START Extracted information
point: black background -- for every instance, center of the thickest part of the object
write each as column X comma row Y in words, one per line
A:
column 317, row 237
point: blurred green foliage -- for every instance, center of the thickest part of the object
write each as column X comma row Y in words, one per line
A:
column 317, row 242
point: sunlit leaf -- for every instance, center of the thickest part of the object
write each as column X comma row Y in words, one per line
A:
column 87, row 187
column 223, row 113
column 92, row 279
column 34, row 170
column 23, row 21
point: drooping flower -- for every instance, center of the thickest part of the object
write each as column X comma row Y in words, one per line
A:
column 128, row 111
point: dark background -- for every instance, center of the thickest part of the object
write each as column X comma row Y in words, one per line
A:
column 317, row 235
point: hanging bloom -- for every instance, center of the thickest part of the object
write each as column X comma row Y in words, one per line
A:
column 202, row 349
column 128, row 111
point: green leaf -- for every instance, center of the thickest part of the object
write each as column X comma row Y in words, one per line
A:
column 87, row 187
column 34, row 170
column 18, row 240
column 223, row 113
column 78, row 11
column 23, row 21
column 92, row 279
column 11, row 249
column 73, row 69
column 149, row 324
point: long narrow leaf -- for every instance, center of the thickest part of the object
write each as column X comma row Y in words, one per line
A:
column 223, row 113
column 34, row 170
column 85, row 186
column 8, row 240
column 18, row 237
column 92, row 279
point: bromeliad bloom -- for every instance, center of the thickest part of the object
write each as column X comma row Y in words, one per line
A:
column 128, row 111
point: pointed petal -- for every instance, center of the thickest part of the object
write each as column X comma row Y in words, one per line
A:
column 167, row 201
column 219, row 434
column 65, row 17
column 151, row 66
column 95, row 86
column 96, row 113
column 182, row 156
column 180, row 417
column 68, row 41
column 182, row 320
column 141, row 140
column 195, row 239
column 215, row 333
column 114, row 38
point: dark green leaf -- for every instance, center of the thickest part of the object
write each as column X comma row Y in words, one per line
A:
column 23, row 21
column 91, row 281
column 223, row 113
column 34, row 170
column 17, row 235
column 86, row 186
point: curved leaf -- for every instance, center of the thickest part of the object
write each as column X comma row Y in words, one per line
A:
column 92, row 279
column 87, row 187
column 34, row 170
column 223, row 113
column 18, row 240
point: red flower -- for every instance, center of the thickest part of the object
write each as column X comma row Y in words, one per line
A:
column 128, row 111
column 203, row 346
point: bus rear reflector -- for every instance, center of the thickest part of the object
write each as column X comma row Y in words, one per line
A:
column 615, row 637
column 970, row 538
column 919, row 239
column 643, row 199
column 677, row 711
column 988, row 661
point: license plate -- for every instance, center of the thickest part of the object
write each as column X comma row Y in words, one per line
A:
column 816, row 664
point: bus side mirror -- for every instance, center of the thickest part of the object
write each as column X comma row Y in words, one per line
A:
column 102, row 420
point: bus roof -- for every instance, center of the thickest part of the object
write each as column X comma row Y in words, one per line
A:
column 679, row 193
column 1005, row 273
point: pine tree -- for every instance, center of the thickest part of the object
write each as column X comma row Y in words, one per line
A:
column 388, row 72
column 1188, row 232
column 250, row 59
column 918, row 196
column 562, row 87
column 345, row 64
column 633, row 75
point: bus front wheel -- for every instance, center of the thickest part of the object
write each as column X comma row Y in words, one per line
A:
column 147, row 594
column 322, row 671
END Extracted information
To do: The listing above must be transcribed exactly, line by line.

Solution:
point: black background -- for every instance, center of the thickest part of the object
write each as column X comma row Y in words, one per line
A:
column 317, row 237
point: blurred green foliage -- for every instance, center of the thickest part of the object
write each as column X comma row Y in words, one per line
A:
column 317, row 242
point: sunlit leaf -- for every instance, center of the thickest part of the object
write each as column X comma row Y in words, one per line
A:
column 87, row 187
column 223, row 113
column 92, row 279
column 34, row 170
column 23, row 21
point: drooping flower -- for every instance, center of the thickest part of the object
write each as column X comma row Y in words, one per line
A:
column 128, row 111
point: dark background -- for every instance, center of the thickest part of the object
write each as column X comma row Y in words, one per line
A:
column 317, row 235
point: hanging bloom -- for every instance, center of the thickest part of the object
write each as column X comma row Y in words, one per line
A:
column 202, row 349
column 128, row 111
point: green leaf -- for every instance, center of the thickest part of the object
write each as column X comma row Y in words, one per line
A:
column 87, row 187
column 34, row 170
column 18, row 240
column 223, row 113
column 78, row 11
column 23, row 21
column 92, row 279
column 11, row 249
column 73, row 69
column 149, row 324
point: long narrow leaf -- for every instance, center of the thickest part of the object
write each as column X comma row Y in words, one per line
A:
column 223, row 113
column 34, row 170
column 85, row 186
column 8, row 240
column 18, row 237
column 92, row 279
point: bromeliad bloom -- for every instance, center of the thickest part of the object
write each as column X comma row Y in words, one per line
A:
column 128, row 111
point: pointed petal -- for every instance, center of the thickest part of the object
write each as column X comma row Y in words, one per line
A:
column 167, row 201
column 219, row 434
column 65, row 17
column 151, row 66
column 95, row 86
column 96, row 113
column 182, row 156
column 180, row 417
column 68, row 41
column 182, row 320
column 141, row 140
column 195, row 239
column 215, row 333
column 114, row 38
point: dark green leaf -- for every instance, center of the thickest part of the object
write each as column X comma row Y in words, one per line
A:
column 23, row 21
column 91, row 281
column 223, row 113
column 34, row 170
column 17, row 235
column 86, row 186
point: curved leaf -- for every instance, center of the thickest part of the object
write each as column X comma row Y in words, one per line
A:
column 92, row 279
column 87, row 187
column 34, row 170
column 223, row 113
column 18, row 240
point: red flower -- for every instance, center of the thickest part of the object
write each as column X comma row Y in words, one per line
A:
column 128, row 111
column 203, row 346
point: bus rear reflector -- for every instance, center of the thickest part of the object
write each as column X comma row Y in words, one per line
A:
column 615, row 637
column 970, row 538
column 919, row 239
column 643, row 199
column 677, row 711
column 988, row 661
point: license plate -- for every instance, center of the thickest part of the object
write each as column X comma row Y in words, one per line
A:
column 816, row 664
point: bus side mirror -- for every instance, center of the thickest part of the object
write each as column X comma row Y in words, one per line
A:
column 102, row 420
point: bus roof -- for every instance, center of the thickest part of the object
write each as column X comma row Y in words, one per line
A:
column 679, row 193
column 1005, row 273
point: pine tree -- for every instance, center of the thickest part of the object
write each as column X comma row Y in words, one per line
A:
column 388, row 72
column 1188, row 232
column 250, row 59
column 918, row 196
column 562, row 87
column 345, row 64
column 633, row 75
point: bus front wheel -- for every instance, center of the thickest part of the object
write each as column X comma row Y in words, one per line
A:
column 147, row 594
column 322, row 671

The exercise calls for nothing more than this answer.